(REQUISITOS DA TAREFA):
Altere as entradas abaixo, substituindo "Dots" por "Points" em todas elas, e mantenha todo o resto igual. Deixe as imagens fora da resposta.

### ENTRADAS FORNECIDAS ###

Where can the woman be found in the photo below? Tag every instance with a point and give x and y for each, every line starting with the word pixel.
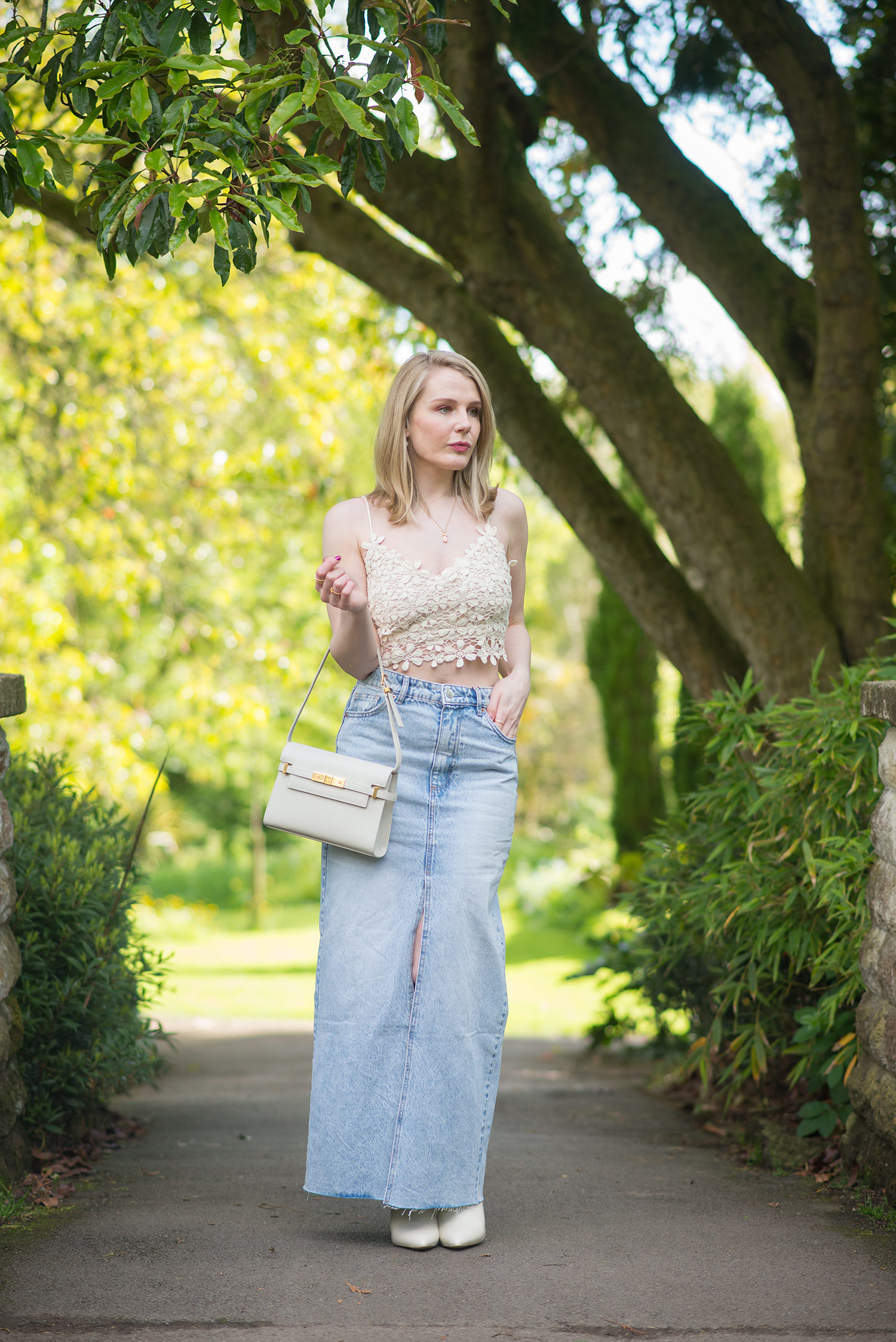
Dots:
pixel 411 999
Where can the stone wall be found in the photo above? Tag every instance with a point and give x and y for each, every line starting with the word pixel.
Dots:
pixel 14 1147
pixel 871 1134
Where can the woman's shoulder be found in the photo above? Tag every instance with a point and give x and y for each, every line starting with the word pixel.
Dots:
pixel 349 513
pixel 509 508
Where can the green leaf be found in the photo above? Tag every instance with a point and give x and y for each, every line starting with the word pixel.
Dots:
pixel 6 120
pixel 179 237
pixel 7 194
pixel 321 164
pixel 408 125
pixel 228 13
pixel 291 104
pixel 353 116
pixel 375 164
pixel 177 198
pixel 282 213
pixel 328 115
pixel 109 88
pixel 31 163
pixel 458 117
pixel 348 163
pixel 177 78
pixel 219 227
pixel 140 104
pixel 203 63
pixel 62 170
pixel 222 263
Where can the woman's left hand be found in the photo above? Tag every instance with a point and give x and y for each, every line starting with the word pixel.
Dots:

###

(RESULTADO A SEGUIR):
Where can the woman be found in the photo below? Tag every instance with a point and give x and y for each, every line starting with the word pixel.
Points:
pixel 411 999
Where can the stone wall be found in the photo above? Tag every instance with a point and give x and y for each, every line starting with the word pixel.
Points:
pixel 14 1147
pixel 871 1134
Where can the woman's shoulder be found in the photo above? Tag every instance with a point and give x and y for each, every line starting with the word pixel.
Points:
pixel 349 513
pixel 509 508
Where can the green leaf be found in the photo above? Tag every instance with a point and give x and y for each, every line starting with the word pixel.
Points:
pixel 6 120
pixel 179 237
pixel 7 194
pixel 321 164
pixel 408 125
pixel 228 13
pixel 291 104
pixel 353 116
pixel 375 164
pixel 177 198
pixel 282 213
pixel 328 115
pixel 109 88
pixel 31 163
pixel 458 117
pixel 348 163
pixel 177 78
pixel 219 227
pixel 140 104
pixel 203 63
pixel 62 170
pixel 222 263
Where can the woman's left hand be found in the photo above? Tag every instance with a point and give x and y for each, every line starting with the word pixel.
Points:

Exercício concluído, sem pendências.